### PROVIDED DATA
Segment Open

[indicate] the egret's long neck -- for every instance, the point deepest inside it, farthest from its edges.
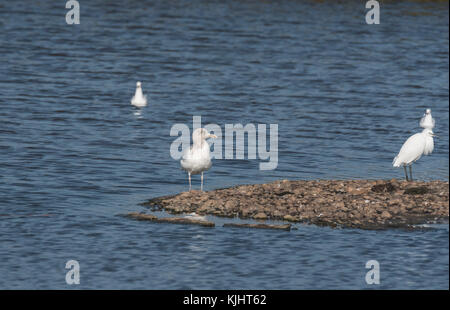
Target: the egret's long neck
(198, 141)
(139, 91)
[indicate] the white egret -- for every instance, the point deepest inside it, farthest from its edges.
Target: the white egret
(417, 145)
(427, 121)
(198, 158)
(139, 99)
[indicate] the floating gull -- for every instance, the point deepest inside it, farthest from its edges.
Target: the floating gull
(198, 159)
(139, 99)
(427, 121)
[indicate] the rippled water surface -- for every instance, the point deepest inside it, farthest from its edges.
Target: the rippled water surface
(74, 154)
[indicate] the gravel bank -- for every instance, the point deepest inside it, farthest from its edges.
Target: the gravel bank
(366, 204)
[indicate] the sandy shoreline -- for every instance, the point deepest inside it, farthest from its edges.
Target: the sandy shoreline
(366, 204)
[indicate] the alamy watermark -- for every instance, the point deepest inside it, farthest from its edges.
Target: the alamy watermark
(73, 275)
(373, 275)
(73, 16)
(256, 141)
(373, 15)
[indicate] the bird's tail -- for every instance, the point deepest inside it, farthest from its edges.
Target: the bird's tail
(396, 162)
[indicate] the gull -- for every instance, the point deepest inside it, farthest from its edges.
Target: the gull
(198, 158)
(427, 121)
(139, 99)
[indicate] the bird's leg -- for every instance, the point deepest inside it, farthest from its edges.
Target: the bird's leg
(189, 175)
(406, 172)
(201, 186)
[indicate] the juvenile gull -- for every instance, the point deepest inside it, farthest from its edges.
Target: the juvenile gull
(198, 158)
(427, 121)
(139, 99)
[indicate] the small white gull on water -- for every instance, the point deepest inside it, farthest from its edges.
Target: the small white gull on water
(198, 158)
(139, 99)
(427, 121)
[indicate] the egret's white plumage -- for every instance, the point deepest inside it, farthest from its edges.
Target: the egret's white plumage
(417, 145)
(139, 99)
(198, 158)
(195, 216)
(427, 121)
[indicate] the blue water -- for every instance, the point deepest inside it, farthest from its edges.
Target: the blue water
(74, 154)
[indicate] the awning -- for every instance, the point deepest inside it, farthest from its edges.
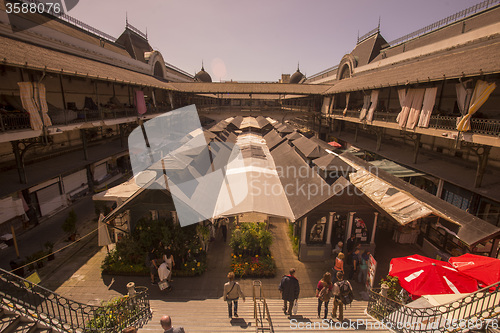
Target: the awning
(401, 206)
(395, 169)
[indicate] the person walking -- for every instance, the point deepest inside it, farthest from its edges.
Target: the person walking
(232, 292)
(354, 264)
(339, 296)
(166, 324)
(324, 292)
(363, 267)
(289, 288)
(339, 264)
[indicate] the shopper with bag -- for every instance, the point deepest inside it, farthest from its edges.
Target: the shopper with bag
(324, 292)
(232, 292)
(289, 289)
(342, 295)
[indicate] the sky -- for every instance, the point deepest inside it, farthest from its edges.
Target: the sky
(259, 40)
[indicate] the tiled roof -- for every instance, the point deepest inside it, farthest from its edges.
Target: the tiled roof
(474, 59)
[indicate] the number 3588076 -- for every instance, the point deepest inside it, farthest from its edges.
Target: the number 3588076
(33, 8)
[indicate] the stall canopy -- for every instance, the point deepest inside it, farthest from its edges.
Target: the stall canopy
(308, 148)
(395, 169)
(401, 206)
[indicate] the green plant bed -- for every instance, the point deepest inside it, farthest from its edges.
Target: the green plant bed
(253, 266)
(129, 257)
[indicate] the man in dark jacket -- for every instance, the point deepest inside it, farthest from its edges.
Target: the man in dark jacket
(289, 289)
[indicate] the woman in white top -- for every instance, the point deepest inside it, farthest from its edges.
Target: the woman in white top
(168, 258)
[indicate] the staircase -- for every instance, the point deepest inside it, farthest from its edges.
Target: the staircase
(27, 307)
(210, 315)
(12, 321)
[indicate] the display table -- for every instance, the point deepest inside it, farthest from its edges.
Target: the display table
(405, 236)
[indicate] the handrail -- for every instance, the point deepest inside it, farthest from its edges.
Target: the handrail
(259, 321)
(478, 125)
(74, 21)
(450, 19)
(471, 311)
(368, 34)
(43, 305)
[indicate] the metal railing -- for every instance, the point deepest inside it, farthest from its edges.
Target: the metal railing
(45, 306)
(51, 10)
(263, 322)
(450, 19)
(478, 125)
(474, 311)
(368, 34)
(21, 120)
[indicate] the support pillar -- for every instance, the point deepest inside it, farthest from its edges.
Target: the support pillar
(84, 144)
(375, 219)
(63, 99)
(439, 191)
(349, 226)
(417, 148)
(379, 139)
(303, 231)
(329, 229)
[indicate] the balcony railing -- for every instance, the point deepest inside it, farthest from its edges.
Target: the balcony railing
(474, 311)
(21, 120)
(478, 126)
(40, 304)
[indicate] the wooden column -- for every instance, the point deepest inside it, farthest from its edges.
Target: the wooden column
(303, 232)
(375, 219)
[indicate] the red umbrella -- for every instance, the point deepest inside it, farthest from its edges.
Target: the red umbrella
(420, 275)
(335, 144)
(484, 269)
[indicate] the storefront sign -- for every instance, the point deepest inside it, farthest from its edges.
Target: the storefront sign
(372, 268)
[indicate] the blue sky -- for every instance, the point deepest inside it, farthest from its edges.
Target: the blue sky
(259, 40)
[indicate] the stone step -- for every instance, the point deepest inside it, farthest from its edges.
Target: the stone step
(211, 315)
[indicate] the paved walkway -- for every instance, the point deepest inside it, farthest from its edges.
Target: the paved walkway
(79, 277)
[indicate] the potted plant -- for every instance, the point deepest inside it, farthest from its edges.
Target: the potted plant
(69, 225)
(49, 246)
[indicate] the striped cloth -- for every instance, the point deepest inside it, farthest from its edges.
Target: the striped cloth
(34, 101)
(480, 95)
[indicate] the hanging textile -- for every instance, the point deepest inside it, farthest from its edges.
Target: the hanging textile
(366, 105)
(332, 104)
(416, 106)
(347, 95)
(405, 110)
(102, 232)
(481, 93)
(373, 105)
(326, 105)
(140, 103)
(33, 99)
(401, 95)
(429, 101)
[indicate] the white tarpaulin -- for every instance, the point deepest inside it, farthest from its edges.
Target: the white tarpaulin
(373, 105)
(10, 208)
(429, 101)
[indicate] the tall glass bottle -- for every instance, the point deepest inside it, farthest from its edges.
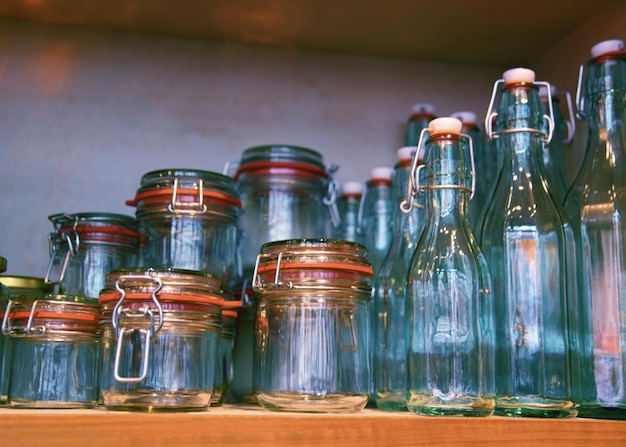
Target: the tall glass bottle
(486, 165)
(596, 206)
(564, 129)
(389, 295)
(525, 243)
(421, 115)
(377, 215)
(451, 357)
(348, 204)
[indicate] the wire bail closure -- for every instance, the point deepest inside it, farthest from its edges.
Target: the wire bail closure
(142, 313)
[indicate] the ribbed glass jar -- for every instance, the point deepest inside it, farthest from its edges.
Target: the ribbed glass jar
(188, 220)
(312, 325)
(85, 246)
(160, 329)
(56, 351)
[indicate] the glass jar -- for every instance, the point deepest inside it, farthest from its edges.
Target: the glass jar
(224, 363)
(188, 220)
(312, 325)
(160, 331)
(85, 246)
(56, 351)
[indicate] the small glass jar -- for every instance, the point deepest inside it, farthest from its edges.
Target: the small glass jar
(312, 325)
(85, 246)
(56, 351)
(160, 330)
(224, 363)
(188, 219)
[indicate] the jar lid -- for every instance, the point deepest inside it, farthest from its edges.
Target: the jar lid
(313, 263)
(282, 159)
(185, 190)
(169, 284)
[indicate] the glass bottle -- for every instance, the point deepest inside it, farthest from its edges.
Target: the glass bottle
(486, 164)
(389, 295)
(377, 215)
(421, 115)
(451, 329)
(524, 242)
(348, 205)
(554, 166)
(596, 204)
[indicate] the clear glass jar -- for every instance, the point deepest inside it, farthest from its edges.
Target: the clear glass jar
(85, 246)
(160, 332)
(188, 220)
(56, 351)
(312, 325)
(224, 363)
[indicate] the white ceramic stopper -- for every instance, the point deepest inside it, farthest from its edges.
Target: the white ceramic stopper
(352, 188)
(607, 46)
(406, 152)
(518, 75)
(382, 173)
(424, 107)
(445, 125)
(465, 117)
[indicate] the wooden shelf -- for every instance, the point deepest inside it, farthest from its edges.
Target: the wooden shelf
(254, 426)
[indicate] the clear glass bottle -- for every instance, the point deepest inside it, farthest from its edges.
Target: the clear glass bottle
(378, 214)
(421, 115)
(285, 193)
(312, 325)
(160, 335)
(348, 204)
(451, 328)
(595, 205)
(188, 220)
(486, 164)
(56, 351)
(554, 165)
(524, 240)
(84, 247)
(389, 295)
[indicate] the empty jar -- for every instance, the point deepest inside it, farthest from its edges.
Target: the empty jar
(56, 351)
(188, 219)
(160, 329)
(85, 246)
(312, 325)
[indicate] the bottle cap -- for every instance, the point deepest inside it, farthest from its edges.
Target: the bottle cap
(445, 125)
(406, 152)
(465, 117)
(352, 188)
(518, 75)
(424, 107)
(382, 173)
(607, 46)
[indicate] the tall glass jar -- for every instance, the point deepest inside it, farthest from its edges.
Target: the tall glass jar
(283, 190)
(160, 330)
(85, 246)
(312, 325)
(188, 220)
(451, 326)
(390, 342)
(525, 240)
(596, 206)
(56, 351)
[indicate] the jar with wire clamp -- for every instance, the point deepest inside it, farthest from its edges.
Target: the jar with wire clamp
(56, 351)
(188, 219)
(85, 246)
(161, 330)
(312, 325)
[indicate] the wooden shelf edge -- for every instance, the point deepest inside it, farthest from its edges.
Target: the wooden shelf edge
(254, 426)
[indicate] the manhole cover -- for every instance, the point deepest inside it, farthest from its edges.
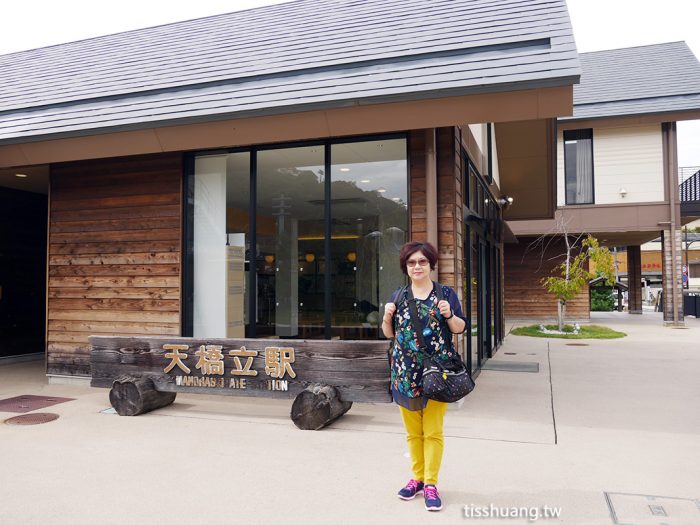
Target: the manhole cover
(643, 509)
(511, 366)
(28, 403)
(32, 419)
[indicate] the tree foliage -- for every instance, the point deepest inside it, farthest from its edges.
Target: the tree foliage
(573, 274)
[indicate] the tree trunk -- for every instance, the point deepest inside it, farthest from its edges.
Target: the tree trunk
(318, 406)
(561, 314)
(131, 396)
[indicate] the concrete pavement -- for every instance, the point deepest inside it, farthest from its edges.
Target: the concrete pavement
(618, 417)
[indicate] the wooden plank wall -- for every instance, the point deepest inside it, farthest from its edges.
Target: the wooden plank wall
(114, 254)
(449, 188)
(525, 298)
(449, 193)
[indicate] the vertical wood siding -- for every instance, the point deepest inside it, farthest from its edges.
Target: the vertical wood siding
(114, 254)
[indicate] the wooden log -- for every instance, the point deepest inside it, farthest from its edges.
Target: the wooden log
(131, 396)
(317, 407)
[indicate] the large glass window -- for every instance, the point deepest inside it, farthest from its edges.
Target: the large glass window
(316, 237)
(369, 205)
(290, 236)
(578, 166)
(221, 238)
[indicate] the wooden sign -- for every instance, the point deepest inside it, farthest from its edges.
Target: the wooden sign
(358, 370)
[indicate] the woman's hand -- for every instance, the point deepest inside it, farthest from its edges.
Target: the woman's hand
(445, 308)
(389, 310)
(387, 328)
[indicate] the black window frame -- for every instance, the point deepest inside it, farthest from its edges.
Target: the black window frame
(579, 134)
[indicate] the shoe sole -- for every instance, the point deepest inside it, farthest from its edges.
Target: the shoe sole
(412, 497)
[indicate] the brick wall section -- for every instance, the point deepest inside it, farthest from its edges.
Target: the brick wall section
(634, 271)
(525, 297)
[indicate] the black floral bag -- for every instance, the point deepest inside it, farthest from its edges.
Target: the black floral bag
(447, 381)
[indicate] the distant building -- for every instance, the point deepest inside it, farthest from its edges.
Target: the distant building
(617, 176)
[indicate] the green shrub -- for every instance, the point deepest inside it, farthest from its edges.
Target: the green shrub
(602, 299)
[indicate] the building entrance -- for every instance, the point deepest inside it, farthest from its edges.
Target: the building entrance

Segment Closed

Scan the material for "entrance" and copy the lines that hold it.

[indicate] the building entrance -- for every instance, the point deepest inside it, farthest from its edges.
Target: the building entrance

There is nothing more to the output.